> _Required action 1_
According to the SounDNA artist's statement, how many frames per second do the smaller Processing programs use to analyze an audio track's waveforms?
> _Required action 2_
Carry on the SounDNA artist's statement from the point where it stops.

> _Source passage_
Tuesday, April 2, 2013

Artist's Statement - Project 2: SounDNA


SounDNA is a unique tool for visually juxtaposing any two songs and illustrating their complementing segments. It emerged as a result of exploring themes that I found interesting and challenging. To name a few: trigonometry and sin waves, various forms of audio analysis, and DNA structures.

The program was made entirely in Processing, and uses text file data generated from separate Processing programs. These smaller programs analyze an audio track’s waveforms at 30 frames per second, and average the several-thousand values into 30 floats, each of which represent a 30th of a single song. These values are used to create a wavy strand-like structure. When combined with the strand of a second song, a DNA helix is made.

In real DNA helixes, a strand is composed of various sugars and, more importantly, things called nucleobases. There are four main types of nucleobases, distinguishable in conventional models by the colours green, blue, yellow, and red. Interestingly enough, green bases will only create bonds with red bases, and yellow only with blue bases. Determined to include this colour information in the final visualization, I designed the program to divide the range of values from a single strand into four sub-ranges. Values which fall into a particular sub-range are assigned that particular colour.

> _Records_
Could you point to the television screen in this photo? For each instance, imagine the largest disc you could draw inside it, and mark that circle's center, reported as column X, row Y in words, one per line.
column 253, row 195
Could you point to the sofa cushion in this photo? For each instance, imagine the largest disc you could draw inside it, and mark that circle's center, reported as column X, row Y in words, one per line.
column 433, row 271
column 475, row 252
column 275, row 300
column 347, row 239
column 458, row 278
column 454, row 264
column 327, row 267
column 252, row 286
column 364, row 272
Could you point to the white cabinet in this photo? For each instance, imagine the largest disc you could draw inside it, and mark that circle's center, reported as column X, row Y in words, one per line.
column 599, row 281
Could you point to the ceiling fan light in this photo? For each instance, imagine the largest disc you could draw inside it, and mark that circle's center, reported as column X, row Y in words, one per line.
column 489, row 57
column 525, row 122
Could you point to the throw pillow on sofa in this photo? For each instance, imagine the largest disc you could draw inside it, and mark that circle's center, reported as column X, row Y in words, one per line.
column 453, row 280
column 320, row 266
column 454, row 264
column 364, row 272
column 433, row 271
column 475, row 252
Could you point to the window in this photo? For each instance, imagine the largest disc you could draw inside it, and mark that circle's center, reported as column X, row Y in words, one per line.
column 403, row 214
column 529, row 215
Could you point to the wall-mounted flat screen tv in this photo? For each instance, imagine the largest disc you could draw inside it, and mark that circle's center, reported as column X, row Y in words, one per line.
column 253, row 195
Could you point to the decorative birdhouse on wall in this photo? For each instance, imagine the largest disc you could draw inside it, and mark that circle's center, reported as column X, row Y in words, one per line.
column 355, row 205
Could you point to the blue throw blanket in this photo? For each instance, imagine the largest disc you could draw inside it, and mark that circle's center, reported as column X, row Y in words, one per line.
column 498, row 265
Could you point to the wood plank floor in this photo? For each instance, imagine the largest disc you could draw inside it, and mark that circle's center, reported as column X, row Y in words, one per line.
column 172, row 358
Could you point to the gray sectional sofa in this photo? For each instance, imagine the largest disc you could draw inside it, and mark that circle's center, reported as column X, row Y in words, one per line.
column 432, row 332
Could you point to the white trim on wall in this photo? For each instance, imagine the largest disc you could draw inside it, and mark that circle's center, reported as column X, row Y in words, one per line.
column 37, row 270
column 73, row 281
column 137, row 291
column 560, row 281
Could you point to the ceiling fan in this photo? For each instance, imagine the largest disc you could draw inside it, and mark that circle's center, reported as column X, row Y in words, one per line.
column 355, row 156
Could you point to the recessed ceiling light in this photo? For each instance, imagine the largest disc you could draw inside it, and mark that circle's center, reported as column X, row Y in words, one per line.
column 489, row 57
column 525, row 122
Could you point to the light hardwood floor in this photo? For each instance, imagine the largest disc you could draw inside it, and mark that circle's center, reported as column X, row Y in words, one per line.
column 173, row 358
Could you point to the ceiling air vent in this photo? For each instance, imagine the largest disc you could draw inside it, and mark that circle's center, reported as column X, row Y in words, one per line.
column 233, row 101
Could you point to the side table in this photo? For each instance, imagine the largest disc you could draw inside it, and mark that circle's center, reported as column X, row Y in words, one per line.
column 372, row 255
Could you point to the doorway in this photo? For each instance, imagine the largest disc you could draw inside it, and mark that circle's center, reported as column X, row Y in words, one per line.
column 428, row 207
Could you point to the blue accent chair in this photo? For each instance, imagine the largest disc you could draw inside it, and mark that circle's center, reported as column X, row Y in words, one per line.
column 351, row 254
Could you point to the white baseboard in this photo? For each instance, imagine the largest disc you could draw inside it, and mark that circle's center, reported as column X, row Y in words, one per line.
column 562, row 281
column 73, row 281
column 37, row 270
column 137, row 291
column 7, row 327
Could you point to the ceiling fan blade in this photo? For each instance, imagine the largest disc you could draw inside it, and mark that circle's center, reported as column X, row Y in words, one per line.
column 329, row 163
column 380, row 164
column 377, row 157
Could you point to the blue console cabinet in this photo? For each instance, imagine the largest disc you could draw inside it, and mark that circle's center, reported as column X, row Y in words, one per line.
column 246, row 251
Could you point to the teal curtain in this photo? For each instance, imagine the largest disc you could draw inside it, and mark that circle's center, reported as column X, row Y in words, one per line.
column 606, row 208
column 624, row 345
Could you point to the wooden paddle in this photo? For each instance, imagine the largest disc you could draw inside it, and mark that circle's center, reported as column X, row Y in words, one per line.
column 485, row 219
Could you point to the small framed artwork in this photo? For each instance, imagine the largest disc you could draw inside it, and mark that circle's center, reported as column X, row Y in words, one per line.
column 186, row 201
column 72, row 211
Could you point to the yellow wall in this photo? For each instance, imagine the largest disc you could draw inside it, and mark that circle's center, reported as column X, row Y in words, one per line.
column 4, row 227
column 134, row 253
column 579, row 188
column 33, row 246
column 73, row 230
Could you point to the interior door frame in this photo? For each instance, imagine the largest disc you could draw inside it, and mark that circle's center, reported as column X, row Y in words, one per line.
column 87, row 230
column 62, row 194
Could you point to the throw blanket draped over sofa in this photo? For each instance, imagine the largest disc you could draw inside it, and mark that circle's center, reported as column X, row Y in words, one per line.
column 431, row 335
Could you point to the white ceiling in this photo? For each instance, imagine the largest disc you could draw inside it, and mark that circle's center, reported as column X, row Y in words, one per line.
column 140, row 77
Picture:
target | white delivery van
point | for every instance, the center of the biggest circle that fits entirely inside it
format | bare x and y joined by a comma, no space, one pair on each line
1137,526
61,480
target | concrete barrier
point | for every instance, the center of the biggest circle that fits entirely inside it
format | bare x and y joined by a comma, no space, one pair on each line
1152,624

> _Written reply 1_
30 frames per second.

> _Written reply 2_
In the final visualization, two strands (reach representing an individual song) are wrapped in a rotating DNA-helix-like structure. Visible bonds are created between complementary song segments. To easier distinguish between the songs, each strand has a corresponding line graph above or below, depicting the negative and positive segment averages. Users are able to toggle certain interface features, including the text overlay, helix rotation speed, and having the lines follow the corresponding segment’s position on the z-axis. The presentation of this work is partially inspired by the complex scientific visualizations that frequently appear in the background of many films.